Consigne - Recopiez intégralement, s'il vous plaît, le passage ci-dessous sur le jugement du TGI de Lyon du 23 mai 1996.

Passage -
========

TGI LYON (4e ch.), 23 mai 1996
CERCLAB/CRDP - DOCUMENT N° 1088
TGI LYON (4e ch.), 23 mai 1996 : RG n° 94/18557
Publication : Lamyline
Extraits : 1/ « Attendu qu'il est constant, et non contesté par la compagnie UAP, que l'action en annulation d'une clause abusive n'est pas subordonnée à une interdiction par Décret ».
2/ « Attendu qu'au sens de cet article L. 132-1, dans sa rédaction antérieure à la Loi du 01 février 1995, deux critères caractérisent la clause abusive : l'abus de puissance économique et l'avantage excessif ; Attendu que la Commission des clauses abusives a recommandé (recommandation 90-01 publiée le 28 août 1990) dans les contrats d'assurance liés à une opération de crédit, à la consommation ou immobilier, que soient supprimées les clauses ayant pour effet ou pour objet de faire dépendre le prix à payer par le consommateur de la volonté des professionnels s'exerçant directement sur ce prix ou sur les éléments destinés à le déterminer ; Attendu que cette recommandation rappelle également que d'une façon générale, seules sont opposables au consommateur les clauses du contrat assureur-prêteur qui ont été portées à sa connaissance, préalablement à son adhésion à l'assurance ;
Attendu, s'agissant de contrat d'adhésion en matière d'assurance de groupe que les souscripteurs sont soumis à la puissance économique de l'assureur, aucune discussion de gré à gré ne s'instaurant, le consommateur ayant l'unique faculté, dans l'hypothèse où l'adhésion au contrat d'assurance groupe n'est pas imposée par l'établissement prêteur lui même, de refuser de contracter ;
Attendu que la clause querellée, en ce qu'elle ne subordonne les augmentations de primes à aucune condition édictée dans le contrat, en ce qu'elle ne fait référence à aucun critère, à aucun indice objectifs extérieurs à la compagnie UAP, apparaît abusive au sens de l'article L. 132-1 du Code de la Consommation ; Attendu qu'en effet elle confère à l'UAP un avantage excessif puisqu'elle n'a pas à justifier de l'augmentation des primes qu'elle opère, et qu'elle peut, eu égard à la faculté annuelle de résiliation dont elle dispose, résilier le contrat en cas de désaccord du souscripteur ;
Attendu que les clauses abusives étant réputées non écrites, il convient d'en ordonner la suppression sur tous les modèles de convention proposés par la compagnie UAP et ce dans le délai de trois mois à compter de la signification de la présente décision et sous astreinte de 1.000,00 Francs par jour de retard passé ce délai ».

========

Lignes -

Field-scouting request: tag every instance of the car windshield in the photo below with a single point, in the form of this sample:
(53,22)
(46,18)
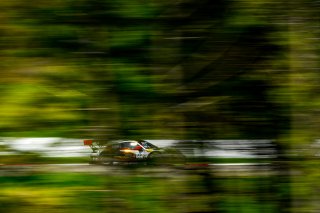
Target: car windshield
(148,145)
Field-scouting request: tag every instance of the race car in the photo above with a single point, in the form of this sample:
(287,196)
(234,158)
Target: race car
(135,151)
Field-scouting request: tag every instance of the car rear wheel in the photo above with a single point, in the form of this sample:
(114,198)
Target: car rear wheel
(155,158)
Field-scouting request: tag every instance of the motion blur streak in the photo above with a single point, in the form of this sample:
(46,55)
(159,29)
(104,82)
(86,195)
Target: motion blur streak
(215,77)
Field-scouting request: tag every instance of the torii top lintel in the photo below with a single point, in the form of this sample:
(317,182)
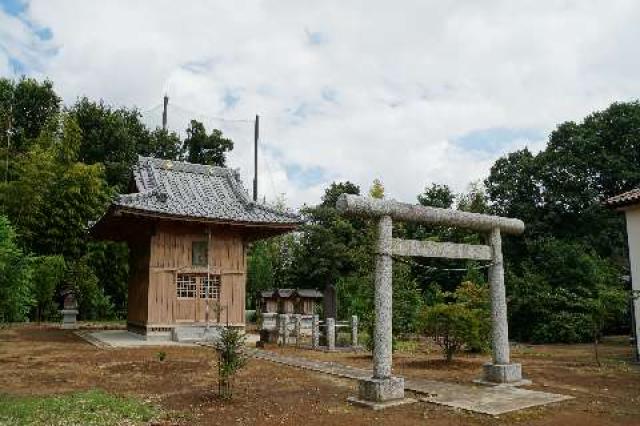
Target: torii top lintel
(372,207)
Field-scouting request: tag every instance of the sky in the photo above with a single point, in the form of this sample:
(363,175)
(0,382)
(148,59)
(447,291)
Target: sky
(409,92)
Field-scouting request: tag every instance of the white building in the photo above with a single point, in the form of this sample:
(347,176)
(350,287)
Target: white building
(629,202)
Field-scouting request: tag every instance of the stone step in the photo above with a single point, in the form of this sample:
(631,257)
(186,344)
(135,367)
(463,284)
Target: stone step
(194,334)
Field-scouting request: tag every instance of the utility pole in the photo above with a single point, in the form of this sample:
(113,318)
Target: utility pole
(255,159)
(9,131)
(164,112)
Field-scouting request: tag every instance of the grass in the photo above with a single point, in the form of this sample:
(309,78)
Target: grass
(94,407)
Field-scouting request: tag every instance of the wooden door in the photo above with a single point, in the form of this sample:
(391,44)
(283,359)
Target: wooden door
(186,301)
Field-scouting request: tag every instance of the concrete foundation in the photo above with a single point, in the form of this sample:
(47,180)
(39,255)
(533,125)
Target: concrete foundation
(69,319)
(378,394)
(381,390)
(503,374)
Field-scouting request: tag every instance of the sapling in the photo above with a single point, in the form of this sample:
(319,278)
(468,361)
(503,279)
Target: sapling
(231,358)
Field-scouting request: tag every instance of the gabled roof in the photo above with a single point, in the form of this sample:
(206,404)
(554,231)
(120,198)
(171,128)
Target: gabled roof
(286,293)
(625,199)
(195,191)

========

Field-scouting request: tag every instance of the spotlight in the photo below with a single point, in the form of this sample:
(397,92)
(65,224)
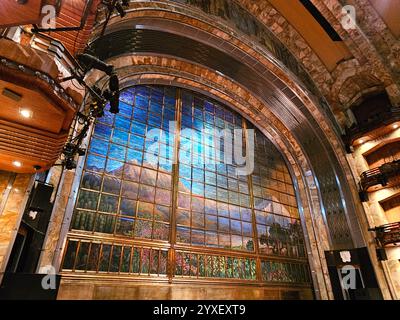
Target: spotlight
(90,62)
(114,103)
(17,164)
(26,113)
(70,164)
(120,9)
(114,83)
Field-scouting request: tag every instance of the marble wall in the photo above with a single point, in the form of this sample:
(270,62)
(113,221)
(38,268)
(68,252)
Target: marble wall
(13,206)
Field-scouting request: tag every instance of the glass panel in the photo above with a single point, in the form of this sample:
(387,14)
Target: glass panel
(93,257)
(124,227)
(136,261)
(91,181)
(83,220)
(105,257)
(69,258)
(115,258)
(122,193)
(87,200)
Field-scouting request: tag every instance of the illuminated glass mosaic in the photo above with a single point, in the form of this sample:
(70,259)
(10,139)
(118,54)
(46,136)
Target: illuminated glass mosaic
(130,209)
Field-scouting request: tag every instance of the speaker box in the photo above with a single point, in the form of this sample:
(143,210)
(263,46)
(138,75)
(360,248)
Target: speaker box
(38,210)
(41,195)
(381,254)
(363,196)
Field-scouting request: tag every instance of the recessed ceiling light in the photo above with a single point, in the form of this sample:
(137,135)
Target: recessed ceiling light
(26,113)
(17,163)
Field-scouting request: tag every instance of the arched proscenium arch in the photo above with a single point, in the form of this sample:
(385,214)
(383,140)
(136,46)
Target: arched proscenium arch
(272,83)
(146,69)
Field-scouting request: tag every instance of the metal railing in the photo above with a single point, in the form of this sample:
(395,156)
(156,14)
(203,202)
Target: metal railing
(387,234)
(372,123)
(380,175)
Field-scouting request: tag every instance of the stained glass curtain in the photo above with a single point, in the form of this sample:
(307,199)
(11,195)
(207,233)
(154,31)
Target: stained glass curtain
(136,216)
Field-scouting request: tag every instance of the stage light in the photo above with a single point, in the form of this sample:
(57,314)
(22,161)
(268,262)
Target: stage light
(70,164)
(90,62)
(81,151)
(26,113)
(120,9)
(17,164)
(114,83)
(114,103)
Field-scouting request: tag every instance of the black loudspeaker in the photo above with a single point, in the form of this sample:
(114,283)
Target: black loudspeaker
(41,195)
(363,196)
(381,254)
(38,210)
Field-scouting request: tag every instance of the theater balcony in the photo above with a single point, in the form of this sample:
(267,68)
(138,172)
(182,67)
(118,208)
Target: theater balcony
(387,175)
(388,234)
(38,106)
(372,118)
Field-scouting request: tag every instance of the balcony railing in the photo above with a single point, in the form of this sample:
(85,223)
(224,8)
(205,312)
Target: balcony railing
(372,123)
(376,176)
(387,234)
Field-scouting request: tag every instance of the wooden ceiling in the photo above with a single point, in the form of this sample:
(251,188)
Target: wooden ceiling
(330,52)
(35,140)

========

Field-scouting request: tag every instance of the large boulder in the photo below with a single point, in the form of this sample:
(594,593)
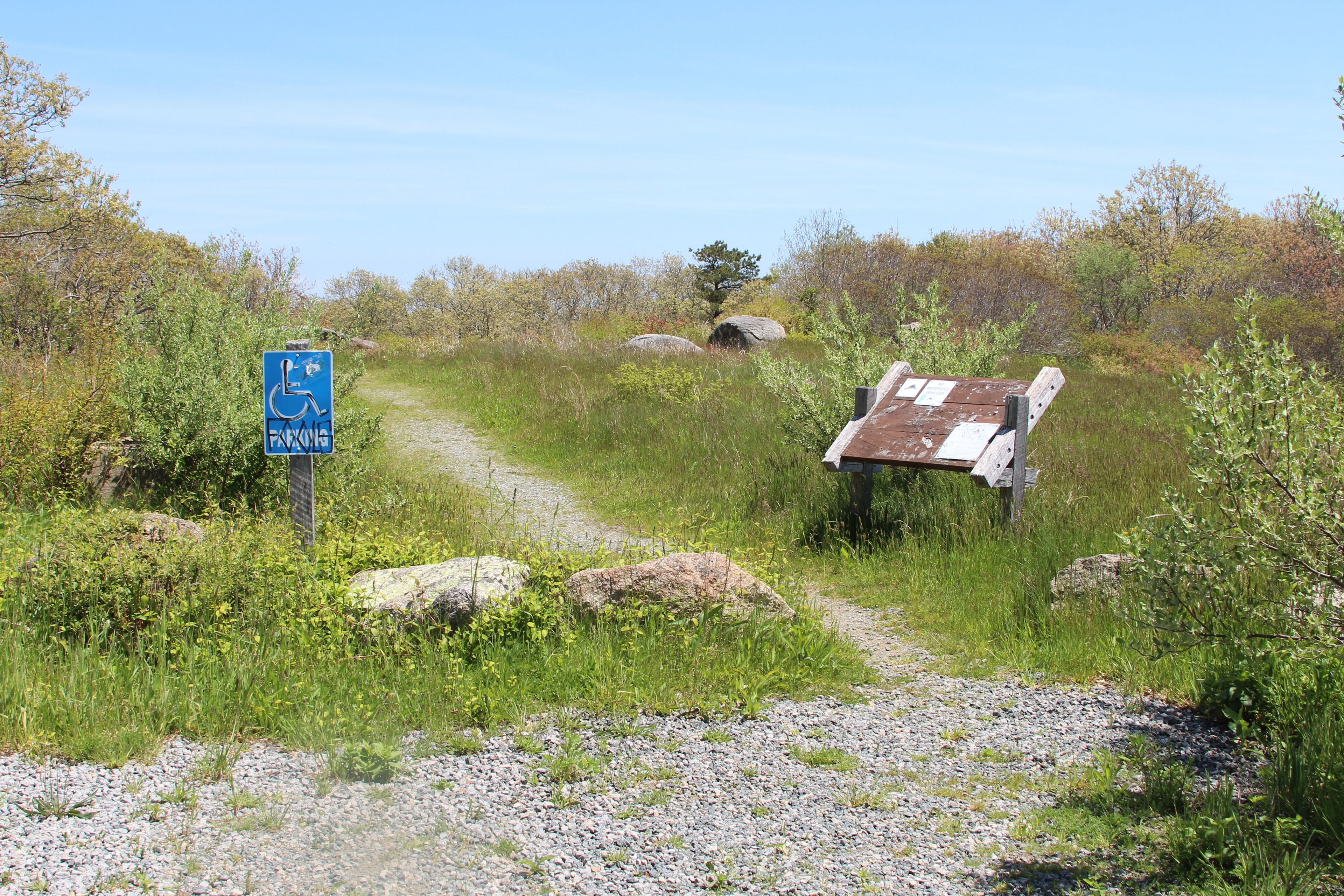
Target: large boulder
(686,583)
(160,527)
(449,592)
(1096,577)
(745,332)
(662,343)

========

Réponse -
TGI LYON (4e ch.), 23 mai 1996
CERCLAB/CRDP - DOCUMENT N° 1088
TGI LYON (4e ch.), 23 mai 1996 : RG n° 94/18557
Publication : Lamyline
Extraits : 1/ « Attendu qu'il est constant, et non contesté par la compagnie UAP, que l'action en annulation d'une clause abusive n'est pas subordonnée à une interdiction par Décret ».
2/ « Attendu qu'au sens de cet article L. 132-1, dans sa rédaction antérieure à la Loi du 01 février 1995, deux critères caractérisent la clause abusive : l'abus de puissance économique et l'avantage excessif ; Attendu que la Commission des clauses abusives a recommandé (recommandation 90-01 publiée le 28 août 1990) dans les contrats d'assurance liés à une opération de crédit, à la consommation ou immobilier, que soient supprimées les clauses ayant pour effet ou pour objet de faire dépendre le prix à payer par le consommateur de la volonté des professionnels s'exerçant directement sur ce prix ou sur les éléments destinés à le déterminer ; Attendu que cette recommandation rappelle également que d'une façon générale, seules sont opposables au consommateur les clauses du contrat assureur-prêteur qui ont été portées à sa connaissance, préalablement à son adhésion à l'assurance ;
Attendu, s'agissant de contrat d'adhésion en matière d'assurance de groupe que les souscripteurs sont soumis à la puissance économique de l'assureur, aucune discussion de gré à gré ne s'instaurant, le consommateur ayant l'unique faculté, dans l'hypothèse où l'adhésion au contrat d'assurance groupe n'est pas imposée par l'établissement prêteur lui même, de refuser de contracter ;
Attendu que la clause querellée, en ce qu'elle ne subordonne les augmentations de primes à aucune condition édictée dans le contrat, en ce qu'elle ne fait référence à aucun critère, à aucun indice objectifs extérieurs à la compagnie UAP, apparaît abusive au sens de l'article L. 132-1 du Code de la Consommation ; Attendu qu'en effet elle confère à l'UAP un avantage excessif puisqu'elle n'a pas à justifier de l'augmentation des primes qu'elle opère, et qu'elle peut, eu égard à la faculté annuelle de résiliation dont elle dispose, résilier le contrat en cas de désaccord du souscripteur ;
Attendu que les clauses abusives étant réputées non écrites, il convient d'en ordonner la suppression sur tous les modèles de convention proposés par la compagnie UAP et ce dans le délai de trois mois à compter de la signification de la présente décision et sous astreinte de 1.000,00 Francs par jour de retard passé ce délai ».